Tech Study Challenges IntelliQuest, Offers Integrated Media Perspective

A research company is going directly after IntelliQuest's decade-old CIMS Study with a competitive product that promises to deliver upon one of the planning world's long-standing desires: integrated research across multiple media platforms.

Texas-based technology researcher Mindwave Research is in the final stages of preparing a new research study examining the media habits and buying patterns of both IT-types and consumers involved with technology products, planning for a June release of TAP: Technology Advertising Planner.

IntelliQuest, which just a few weeks ago announced that it was moving to a 100 percent online-based methodology, has been conducting such research on those engaged in purchasing technology products for nearly 10 years.

Yet TAP promises to be much more narrowly focused and much more user-friendly than IntelliQuest's CIMS (Computer Industry Media Study), or any other media research tool, according to Mindwave president and CEO Jonathan Hilland.

"The big story is integration," Hilland said. "This will allow planners to get reach and frequency data and simulate a fully integrated media buy."



Media planners typically refer to multiple sources of research data when planning campaigns across different media, and have long clamored for research that is compatible.

"Planners often have to do some guesswork about what overlap occurs in these vehicles," said Hilland.

That is also a problem for publishers that produce magazines and Web sites, says Hilland. "Publishers hate it," said Hilland. They can't say: 'Here is what my total audience is.' They can't talk about unduplicated reach."

WORK REQUEST 1 »
In the article, when is Mindwave Research planning to release TAP: Technology Advertising Planner?
WORK REQUEST 2 »
Write out the stretch of the article from "A research company" through "multiple media platforms." word for word.

GIVEN RECORDS »
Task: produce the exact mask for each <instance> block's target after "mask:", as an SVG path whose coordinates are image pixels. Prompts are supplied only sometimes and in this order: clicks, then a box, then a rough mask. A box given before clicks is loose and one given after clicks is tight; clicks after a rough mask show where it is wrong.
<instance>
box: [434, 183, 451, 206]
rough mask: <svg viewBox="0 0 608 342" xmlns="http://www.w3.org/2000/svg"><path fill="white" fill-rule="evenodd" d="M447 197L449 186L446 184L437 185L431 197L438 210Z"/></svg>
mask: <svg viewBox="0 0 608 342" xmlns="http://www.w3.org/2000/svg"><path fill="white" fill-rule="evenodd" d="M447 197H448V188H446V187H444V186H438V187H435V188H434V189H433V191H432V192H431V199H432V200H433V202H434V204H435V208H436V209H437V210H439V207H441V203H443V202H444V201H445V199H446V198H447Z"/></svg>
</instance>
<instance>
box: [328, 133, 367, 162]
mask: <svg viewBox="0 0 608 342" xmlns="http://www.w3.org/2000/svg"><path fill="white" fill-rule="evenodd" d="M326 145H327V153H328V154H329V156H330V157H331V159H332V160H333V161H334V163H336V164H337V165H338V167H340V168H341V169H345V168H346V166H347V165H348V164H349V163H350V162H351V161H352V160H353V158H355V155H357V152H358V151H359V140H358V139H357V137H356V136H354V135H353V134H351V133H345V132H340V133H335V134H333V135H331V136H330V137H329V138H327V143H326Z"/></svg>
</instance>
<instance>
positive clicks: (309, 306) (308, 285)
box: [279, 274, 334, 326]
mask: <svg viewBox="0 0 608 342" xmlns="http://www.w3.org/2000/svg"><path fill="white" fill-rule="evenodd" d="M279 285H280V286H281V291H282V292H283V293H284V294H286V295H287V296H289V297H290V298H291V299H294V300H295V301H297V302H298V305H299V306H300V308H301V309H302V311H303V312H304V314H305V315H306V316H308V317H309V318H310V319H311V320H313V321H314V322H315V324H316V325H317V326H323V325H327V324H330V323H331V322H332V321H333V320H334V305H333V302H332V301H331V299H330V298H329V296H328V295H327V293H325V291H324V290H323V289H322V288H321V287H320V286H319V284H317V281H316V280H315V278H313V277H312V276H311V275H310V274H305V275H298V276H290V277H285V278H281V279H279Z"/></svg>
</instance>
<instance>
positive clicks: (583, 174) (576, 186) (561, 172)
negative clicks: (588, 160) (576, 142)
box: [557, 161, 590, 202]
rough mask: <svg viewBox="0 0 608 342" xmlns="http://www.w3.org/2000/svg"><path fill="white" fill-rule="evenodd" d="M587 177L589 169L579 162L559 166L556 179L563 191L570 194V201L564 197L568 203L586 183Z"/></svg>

ANSWER 1 »
Mindwave Research is planning a June release.

ANSWER 2 »
A research company is going directly after IntelliQuest's decade-old CIMS Study with a competitive product that promises to deliver upon one of the planning world's long-standing desires: integrated research across multiple media platforms.